++++ SOURCE MATERIAL

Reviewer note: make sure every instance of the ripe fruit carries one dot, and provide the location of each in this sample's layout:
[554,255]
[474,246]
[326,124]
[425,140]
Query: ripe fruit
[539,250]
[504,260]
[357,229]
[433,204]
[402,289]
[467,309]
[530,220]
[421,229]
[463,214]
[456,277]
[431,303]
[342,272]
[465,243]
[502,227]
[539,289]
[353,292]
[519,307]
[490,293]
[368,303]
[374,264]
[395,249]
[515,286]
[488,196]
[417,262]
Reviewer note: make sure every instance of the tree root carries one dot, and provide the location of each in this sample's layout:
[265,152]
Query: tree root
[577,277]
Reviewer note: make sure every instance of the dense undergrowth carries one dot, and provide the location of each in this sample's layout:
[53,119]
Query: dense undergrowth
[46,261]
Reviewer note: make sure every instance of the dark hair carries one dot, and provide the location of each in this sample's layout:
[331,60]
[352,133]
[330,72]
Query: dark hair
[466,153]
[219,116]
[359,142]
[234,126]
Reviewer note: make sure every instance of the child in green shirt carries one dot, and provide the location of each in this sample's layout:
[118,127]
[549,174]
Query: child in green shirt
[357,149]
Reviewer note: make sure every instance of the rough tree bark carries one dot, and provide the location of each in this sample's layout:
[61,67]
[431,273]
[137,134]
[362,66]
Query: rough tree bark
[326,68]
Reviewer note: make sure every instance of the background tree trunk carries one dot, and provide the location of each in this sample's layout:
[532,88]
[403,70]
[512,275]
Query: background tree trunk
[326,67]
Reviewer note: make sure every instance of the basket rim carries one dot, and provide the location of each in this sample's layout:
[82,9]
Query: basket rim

++++++++
++++ SOURCE MATERIAL

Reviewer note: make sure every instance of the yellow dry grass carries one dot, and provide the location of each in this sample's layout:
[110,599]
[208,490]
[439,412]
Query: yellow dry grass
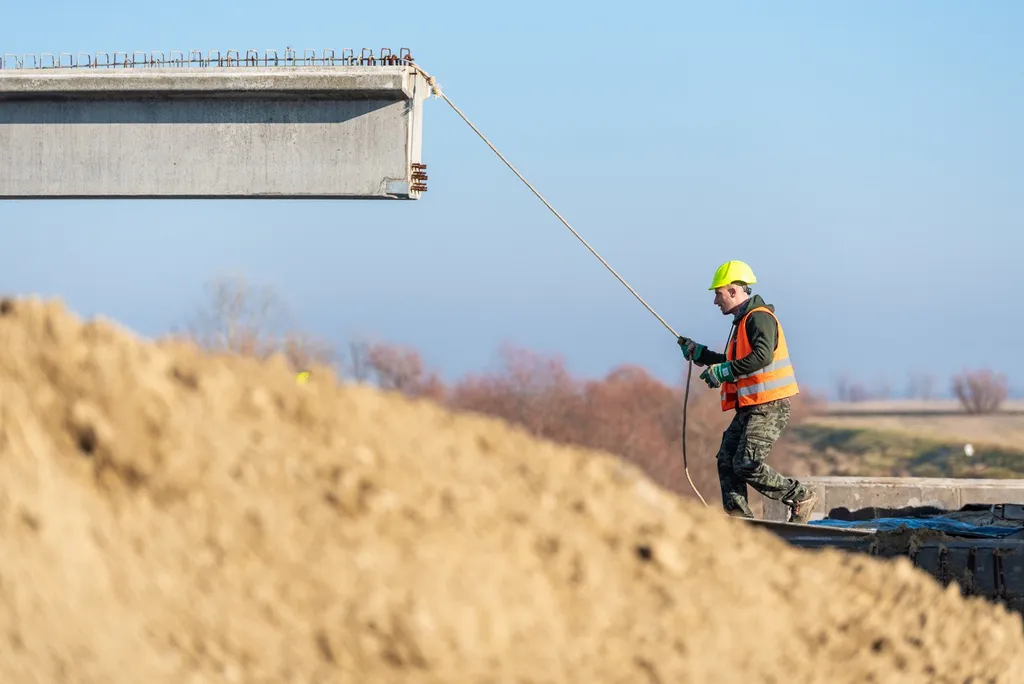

++++++++
++++ SOURCE MATERIAL

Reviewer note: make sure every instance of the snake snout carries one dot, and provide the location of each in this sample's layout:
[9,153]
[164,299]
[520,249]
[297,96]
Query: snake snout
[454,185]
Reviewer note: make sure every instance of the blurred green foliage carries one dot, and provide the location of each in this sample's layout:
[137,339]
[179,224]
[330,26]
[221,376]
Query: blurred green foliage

++++++++

EXERCISE DIRECTIONS -> Repeat the stretch of records from the line containing "Reviewer note: make sure every instance of the blurred" through the line containing "Query: blurred green foliage", keeping every line identical.

FULL OUTPUT ->
Reviewer note: make sure every instance of the blurred green foliage carries one dot, and provide the location of each in this sample's layout:
[137,339]
[179,224]
[330,26]
[221,376]
Query: blurred green foliage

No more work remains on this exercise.